■ Task directions ■
Print the records again, character for character.

■ Rows from a pointing dataset ■
---------------

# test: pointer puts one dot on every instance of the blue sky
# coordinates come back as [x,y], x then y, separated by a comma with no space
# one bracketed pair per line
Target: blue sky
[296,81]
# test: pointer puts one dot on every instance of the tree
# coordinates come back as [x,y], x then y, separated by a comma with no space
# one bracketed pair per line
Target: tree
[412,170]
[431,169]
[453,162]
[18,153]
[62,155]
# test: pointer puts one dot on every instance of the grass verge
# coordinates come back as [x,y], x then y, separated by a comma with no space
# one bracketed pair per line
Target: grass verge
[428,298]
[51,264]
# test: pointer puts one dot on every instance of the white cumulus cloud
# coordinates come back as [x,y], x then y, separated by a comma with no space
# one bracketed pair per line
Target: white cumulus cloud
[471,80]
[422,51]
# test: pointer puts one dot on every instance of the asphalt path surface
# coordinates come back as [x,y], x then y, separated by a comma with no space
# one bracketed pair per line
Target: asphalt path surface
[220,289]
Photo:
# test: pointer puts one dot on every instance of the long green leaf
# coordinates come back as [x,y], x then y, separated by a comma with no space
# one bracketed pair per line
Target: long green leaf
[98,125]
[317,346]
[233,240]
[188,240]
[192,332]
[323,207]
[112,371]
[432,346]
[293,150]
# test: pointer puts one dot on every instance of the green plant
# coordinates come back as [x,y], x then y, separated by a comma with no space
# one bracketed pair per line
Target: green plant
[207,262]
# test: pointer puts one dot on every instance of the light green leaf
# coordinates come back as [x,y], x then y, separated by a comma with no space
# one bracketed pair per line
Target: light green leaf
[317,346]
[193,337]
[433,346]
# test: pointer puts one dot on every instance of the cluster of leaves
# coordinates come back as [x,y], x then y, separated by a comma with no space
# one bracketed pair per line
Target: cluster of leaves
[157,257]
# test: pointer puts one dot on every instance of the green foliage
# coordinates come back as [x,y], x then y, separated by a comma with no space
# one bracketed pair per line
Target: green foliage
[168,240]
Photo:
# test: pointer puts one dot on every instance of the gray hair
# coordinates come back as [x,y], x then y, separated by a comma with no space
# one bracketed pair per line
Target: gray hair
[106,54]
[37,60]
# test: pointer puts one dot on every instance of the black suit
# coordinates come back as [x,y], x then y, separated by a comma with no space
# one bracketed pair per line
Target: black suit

---------------

■ Exercise result ■
# test: pointer puts one dot on every instance of the blue sky
# coordinates come back as [x,y], x then y, separated by a comma with no space
# one bracketed pair per line
Target: blue sky
[296,81]
# test: pointer puts one dot on every instance of the tree
# coordinates come back as [x,y], x then y, separated by a comma with no space
# one bracketed pair per line
Target: tree
[412,170]
[431,169]
[453,162]
[18,153]
[62,155]
# test: pointer puts one dot on every instance of the grass verge
# coordinates come back as [x,y], x then y, separated by a comma with no space
# one bracketed pair per line
Target: grass verge
[428,298]
[51,264]
# test: pointer puts one dot on every instance of the white cumulus cloud
# coordinates come back as [x,y], x then y, separated by a comma with no space
# one bracketed pair per line
Target: white cumulus cloud
[471,80]
[422,51]
# test: pointer puts one dot on every instance of the asphalt path surface
# coordinates come back as [x,y], x then y, separated by a comma with no space
# one bracketed pair per line
Target: asphalt path surface
[220,289]
Photo:
# test: pointer puts one dot on every instance of the long green leaf
# coordinates come back as [x,y], x then y, separated by a comma with no space
# one bracketed pair per line
Target: long green leaf
[98,125]
[317,346]
[233,240]
[188,240]
[192,332]
[323,207]
[112,371]
[432,346]
[293,150]
# test: pointer puts one dot on every instance of the green plant
# coordinates come back as [x,y], x then y, separated by a comma with no space
# one bracketed pair per line
Target: green plant
[207,262]
# test: pointer puts one dot on every instance of the light green leaf
# coordinates come back as [x,y], x then y, separated by a comma with no space
# one bracketed pair per line
Target: light green leaf
[317,346]
[193,337]
[433,346]
# test: pointer puts one dot on every instance of the cluster of leaves
# coordinates come back as [x,y], x then y, separated by a comma with no space
# one bracketed pair per line
Target: cluster of leaves
[157,257]
# test: pointer puts one dot on every instance of the green foliage
# coordinates come back as [x,y], x then y, separated by a comma with no space
# one bracketed pair per line
Target: green foliage
[168,240]
Photo:
# test: pointer puts one dot on every instance of the gray hair
# coordinates come back as [x,y], x then y, separated by a comma with no space
# one bracketed pair per line
Target: gray hair
[106,54]
[37,60]
# test: pointer puts one dot on every instance of the black suit
# coordinates come back as [x,y], x then y, separated by a comma with no space
# one bracketed pair per line
Target: black suit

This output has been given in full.